_TEXT BLOCK_
^^^^^^^^
Highlights and Takeaways from Day One of the 2014 Hot Issues in Health Care conference underway in Colorado Springs:
Opportunities for states to rethink many aspects of the Affordable Care Act dominated the morning’s discussion.
Veteran political adviser Cindy Gillespie, who worked with Govenor Mitt Romney to reform health care in Massachusetts, predicted that many states will begin considering a little-known provision of the Affordable Care Act that would allow them to pick and choose which provisions of the law to implement as long as they maintain the same level of coverage.
The provision is called a 1332 waiver, or a state innovation waiver. Besides rethinking the ACA, it allows states to apply for permission to consolidate other waivers, allowing for changes in Medicaid, Medicare and the Colorado Health Plan Plus (CHP+) public insurance programs.
^^^^^^^^
_DATA SUPPLIED_

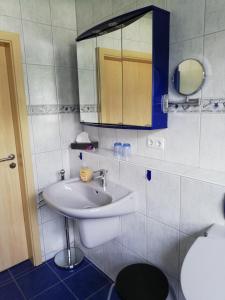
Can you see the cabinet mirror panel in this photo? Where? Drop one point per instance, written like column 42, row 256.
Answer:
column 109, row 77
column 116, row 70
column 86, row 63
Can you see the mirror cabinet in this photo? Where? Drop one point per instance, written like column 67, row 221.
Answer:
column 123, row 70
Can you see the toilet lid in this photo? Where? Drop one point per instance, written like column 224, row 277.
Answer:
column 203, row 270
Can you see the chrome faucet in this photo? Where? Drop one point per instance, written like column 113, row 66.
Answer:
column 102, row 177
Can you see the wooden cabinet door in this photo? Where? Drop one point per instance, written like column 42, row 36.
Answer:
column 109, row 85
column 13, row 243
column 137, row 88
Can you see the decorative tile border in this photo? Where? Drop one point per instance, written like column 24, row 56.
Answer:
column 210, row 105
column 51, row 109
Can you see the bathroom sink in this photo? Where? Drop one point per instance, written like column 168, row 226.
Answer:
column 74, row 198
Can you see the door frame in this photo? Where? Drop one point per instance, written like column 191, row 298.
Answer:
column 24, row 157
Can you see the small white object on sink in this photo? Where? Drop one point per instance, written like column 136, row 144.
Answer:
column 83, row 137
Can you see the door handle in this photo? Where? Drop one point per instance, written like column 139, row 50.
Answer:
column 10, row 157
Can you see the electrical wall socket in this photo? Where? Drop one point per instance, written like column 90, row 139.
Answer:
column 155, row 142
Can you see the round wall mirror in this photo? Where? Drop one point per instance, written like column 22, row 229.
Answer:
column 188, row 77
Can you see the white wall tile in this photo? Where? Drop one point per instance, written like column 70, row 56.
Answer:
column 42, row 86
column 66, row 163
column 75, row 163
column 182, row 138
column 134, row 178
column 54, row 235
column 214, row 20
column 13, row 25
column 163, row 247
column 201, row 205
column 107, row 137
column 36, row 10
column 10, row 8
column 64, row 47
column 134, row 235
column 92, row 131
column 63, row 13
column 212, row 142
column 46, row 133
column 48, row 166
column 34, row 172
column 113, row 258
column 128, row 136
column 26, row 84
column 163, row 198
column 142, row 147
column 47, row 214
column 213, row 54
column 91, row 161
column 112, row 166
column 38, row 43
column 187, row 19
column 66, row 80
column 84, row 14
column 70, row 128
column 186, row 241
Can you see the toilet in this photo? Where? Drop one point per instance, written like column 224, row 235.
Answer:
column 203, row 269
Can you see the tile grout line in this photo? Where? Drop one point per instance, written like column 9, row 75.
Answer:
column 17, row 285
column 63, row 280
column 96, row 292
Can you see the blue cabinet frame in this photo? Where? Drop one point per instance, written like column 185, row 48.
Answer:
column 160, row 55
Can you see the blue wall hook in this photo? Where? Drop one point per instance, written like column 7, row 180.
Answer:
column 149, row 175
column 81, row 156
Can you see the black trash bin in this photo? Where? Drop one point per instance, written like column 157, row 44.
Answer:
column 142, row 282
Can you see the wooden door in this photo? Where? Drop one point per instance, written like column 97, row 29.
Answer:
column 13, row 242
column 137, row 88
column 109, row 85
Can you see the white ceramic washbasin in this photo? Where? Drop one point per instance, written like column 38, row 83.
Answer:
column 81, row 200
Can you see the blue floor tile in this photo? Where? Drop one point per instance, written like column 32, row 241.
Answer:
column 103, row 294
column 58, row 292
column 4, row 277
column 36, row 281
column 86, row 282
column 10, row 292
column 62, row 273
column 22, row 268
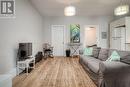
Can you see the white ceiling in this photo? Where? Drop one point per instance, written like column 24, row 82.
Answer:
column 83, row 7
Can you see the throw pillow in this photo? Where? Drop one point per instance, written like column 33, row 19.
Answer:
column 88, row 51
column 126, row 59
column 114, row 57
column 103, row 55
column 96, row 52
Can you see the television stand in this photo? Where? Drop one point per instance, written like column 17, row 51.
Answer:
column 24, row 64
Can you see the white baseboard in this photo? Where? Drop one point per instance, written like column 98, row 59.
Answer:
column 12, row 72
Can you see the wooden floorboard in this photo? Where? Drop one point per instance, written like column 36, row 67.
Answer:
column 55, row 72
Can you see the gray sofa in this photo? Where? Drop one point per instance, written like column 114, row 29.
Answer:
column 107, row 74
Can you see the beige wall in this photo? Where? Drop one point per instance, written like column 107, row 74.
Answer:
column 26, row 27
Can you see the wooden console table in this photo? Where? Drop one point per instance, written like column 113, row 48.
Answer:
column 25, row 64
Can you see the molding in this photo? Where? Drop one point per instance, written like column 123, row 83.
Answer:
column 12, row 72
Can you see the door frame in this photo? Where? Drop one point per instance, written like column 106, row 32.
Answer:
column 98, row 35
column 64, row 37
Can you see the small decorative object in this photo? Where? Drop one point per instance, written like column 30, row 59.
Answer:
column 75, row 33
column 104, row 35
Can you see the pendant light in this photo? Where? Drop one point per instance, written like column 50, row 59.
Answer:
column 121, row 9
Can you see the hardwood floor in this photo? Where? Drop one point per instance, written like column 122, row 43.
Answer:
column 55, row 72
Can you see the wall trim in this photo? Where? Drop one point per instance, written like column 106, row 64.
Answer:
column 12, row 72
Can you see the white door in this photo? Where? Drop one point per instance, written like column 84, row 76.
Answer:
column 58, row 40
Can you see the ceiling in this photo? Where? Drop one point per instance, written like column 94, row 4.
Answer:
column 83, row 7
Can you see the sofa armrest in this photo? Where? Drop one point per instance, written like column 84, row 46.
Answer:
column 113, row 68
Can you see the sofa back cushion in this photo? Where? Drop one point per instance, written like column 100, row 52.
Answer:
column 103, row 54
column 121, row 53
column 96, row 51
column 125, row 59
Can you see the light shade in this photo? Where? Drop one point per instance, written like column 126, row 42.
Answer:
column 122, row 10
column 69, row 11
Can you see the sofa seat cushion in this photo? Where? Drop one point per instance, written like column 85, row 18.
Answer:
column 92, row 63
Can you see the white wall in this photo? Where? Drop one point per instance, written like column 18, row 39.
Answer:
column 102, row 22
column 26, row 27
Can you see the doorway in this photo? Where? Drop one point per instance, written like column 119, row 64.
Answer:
^^^^^^^^
_EXERCISE_
Continue the conference highlights on the Affordable Care Act and state waivers, starting after the last sentence shown.

_RESPONSE BOX_
“This is next big thing,” she said. “There’s never been a waiver written like this before. The potential is enormous for states to step back and design something that fits them. I think over the next few years, this is all anyone is going to be talking about.”
States must start working on a 1332 waiver in 2015 to have it ready by 2017, she said.
The next keynote speaker, Stuart Butler, a well-known economist who has just joined The Brookings Institution in Washington, D.C., after more than 30 years at The Heritage Foundation, built on the theme of state innovation when it comes to health reform.
First, Butler said he doubts there will be significant change to the Affordable Care Act coming out of Washington.
“The big changes are going to come from outside of Washington,” he said.
Watch for a sea change in employer-sponsored insurance, where most Americans get their coverage, he said. Butler predicted the end of employer-sponsored insurance within five years, 10 at the most.
Employers want to get out of the complicated business of providing health insurance to their workers. Instead, watch for the rise of private exchanges, where workers will be able to shop for insurance with money from their employers, he said.
Finally, states will step forward as the primary drivers of change in the health care system, he said.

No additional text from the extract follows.